• **Object position labeling entries**
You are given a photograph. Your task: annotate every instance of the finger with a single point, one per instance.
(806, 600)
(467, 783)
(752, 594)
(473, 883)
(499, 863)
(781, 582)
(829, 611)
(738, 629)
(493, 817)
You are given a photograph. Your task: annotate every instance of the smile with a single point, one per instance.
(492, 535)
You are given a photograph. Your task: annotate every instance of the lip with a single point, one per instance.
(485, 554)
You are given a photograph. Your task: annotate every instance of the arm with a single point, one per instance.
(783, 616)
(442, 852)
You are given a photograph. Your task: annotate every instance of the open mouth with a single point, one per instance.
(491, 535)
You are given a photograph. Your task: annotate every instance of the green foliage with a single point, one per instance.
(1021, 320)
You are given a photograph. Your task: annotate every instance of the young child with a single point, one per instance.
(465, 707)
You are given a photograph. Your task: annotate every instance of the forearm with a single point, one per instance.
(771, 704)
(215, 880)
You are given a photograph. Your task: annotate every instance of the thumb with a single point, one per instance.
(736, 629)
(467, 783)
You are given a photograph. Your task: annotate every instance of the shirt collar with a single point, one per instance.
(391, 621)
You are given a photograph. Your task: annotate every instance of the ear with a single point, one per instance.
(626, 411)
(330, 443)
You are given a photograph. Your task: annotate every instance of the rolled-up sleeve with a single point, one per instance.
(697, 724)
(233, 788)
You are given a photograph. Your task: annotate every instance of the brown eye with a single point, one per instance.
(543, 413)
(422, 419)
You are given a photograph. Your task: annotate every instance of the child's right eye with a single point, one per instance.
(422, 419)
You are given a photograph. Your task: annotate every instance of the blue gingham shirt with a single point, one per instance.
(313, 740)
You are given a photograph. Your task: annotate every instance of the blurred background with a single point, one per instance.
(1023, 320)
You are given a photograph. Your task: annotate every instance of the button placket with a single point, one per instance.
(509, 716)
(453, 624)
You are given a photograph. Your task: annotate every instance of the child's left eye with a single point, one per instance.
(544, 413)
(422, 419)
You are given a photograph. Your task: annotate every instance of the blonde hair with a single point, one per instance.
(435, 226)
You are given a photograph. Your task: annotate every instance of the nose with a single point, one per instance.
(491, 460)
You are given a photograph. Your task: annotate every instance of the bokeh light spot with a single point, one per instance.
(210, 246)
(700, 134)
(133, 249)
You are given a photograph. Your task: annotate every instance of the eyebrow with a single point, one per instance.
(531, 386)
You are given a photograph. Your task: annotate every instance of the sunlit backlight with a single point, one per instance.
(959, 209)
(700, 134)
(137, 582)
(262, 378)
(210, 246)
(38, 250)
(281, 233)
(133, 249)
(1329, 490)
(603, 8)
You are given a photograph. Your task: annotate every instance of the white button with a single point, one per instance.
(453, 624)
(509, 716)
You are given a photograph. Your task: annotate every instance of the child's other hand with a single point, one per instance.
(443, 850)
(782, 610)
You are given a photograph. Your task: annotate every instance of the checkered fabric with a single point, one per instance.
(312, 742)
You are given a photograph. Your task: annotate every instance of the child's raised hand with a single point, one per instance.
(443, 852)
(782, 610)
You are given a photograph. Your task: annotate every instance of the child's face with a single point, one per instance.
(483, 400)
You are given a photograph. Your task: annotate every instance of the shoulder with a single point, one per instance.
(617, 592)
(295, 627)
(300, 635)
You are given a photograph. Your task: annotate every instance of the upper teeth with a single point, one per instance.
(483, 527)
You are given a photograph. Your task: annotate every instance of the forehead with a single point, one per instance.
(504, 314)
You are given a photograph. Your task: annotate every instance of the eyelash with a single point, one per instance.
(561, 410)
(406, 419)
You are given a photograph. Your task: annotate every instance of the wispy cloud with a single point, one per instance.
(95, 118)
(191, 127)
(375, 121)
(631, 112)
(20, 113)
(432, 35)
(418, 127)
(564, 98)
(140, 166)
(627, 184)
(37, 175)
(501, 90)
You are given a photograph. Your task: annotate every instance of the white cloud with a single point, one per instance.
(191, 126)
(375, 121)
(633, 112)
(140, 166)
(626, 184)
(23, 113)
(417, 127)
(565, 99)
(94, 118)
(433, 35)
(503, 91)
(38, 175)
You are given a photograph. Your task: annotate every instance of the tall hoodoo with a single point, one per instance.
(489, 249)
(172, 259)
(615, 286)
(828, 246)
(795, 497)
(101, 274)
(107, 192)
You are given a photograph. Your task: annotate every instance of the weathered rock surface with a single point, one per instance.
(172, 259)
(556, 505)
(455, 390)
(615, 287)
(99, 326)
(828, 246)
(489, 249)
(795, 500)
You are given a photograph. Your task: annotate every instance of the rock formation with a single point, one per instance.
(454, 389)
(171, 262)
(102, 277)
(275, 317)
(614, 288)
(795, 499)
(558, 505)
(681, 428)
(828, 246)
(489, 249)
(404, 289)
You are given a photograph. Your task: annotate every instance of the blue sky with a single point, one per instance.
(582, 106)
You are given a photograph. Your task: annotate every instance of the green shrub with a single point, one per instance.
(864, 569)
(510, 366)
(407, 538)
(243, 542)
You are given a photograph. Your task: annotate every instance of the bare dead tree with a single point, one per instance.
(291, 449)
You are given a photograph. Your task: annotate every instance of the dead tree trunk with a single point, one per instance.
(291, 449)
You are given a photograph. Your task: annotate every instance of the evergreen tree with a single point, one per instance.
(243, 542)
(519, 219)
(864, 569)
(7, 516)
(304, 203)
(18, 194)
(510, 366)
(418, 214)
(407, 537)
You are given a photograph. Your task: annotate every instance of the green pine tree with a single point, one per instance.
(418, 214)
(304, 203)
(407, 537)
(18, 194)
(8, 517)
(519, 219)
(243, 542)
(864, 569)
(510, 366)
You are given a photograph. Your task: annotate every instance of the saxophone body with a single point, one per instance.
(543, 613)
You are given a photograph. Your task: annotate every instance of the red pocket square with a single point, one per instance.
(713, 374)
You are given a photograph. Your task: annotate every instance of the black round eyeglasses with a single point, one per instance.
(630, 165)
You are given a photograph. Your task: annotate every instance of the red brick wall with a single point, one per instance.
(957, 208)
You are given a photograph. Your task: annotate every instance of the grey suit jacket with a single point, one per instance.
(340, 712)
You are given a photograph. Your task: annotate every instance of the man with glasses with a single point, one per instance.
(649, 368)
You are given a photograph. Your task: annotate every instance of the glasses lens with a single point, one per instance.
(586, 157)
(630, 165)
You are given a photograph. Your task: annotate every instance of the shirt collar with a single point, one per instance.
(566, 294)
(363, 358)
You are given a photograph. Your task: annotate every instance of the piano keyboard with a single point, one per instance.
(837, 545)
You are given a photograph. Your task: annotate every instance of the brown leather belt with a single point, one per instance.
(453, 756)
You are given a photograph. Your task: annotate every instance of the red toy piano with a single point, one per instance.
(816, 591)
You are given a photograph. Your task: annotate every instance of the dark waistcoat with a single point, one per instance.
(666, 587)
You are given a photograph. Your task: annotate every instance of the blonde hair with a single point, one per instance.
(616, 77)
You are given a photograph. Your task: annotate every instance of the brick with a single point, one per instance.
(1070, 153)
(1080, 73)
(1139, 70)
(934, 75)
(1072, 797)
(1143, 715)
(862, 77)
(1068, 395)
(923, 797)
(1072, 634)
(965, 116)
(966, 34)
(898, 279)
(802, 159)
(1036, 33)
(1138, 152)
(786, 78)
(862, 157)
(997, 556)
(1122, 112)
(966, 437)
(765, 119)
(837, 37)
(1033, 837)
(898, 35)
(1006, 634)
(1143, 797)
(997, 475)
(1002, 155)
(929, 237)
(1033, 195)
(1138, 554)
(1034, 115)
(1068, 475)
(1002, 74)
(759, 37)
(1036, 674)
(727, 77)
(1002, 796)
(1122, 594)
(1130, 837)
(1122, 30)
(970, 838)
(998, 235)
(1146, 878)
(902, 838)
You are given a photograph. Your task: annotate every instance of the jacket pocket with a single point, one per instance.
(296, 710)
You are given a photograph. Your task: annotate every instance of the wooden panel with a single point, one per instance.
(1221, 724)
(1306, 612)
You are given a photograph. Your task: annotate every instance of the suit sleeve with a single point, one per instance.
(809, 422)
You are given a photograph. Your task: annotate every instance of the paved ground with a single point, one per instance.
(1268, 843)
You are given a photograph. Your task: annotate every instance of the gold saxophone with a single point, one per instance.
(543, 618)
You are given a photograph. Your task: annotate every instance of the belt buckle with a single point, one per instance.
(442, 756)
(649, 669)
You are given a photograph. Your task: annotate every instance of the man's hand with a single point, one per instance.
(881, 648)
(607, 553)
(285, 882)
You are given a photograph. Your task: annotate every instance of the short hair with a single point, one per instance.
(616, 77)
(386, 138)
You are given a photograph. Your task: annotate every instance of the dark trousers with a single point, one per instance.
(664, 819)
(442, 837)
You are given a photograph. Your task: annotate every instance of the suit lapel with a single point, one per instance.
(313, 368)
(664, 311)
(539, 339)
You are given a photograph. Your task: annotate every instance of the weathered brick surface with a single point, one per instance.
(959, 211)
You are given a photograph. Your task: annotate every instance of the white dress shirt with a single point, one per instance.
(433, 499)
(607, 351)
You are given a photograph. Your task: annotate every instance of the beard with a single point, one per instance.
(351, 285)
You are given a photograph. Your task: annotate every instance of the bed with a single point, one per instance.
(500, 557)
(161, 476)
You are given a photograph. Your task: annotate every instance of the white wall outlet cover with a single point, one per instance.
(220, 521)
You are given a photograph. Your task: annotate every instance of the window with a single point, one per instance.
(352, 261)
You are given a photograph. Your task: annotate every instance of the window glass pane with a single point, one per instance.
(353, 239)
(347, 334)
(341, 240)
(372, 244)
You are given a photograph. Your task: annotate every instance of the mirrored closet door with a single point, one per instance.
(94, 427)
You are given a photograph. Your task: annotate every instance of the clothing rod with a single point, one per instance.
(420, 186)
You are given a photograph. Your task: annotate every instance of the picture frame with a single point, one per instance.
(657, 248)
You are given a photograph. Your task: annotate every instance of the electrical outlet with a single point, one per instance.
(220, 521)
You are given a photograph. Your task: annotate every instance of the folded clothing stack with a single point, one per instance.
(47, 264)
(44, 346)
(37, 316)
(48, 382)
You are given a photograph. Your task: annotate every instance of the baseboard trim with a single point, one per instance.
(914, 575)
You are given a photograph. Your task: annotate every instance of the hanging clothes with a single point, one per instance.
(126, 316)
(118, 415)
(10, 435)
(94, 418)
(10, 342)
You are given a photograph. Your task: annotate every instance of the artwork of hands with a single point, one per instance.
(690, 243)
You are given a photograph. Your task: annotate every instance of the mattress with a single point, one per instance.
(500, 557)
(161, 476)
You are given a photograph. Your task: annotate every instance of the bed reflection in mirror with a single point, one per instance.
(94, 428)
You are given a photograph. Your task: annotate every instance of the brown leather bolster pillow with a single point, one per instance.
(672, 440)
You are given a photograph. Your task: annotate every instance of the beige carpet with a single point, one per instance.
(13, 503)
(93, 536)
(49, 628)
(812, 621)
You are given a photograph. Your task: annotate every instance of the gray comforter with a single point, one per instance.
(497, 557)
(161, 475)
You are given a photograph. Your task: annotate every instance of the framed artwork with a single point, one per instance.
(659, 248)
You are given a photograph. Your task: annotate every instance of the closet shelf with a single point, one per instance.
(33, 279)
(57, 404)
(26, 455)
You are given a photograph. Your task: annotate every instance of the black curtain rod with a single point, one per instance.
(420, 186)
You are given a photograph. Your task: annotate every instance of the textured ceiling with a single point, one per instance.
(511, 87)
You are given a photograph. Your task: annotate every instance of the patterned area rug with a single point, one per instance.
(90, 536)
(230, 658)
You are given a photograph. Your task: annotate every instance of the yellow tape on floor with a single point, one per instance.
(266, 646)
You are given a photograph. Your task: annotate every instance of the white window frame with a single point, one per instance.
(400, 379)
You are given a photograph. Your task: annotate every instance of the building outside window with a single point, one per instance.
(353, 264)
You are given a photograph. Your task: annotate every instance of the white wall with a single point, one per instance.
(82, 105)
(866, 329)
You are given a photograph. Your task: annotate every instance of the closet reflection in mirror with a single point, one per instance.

• **What the task requires**
All lines from the one containing "rug with a single point, one per instance." through the final line of the listing above are to be reproduced exactly; include both and add nothing.

• **Exercise solution**
You are given a photograph. Your task: annotate every instance of the patterned area rug with a single point, one per instance.
(90, 536)
(230, 658)
You are given a photograph. Your task: annotate every instance of the yellow tape on floor with a single point, one per instance.
(266, 646)
You are given a photograph. Your task: annotate every instance of the white window frame with a single point, one per instance.
(400, 379)
You are given a photograph. Your task: annotate every instance of the building outside window with a single point, one per instance.
(353, 264)
You are given a photograph. Your task: annotate every instance of the white wall with a single point, one per instance.
(82, 105)
(866, 329)
You are given a photograph. Your task: annotate every instance of the closet reflection in mirror with a single point, one per instance.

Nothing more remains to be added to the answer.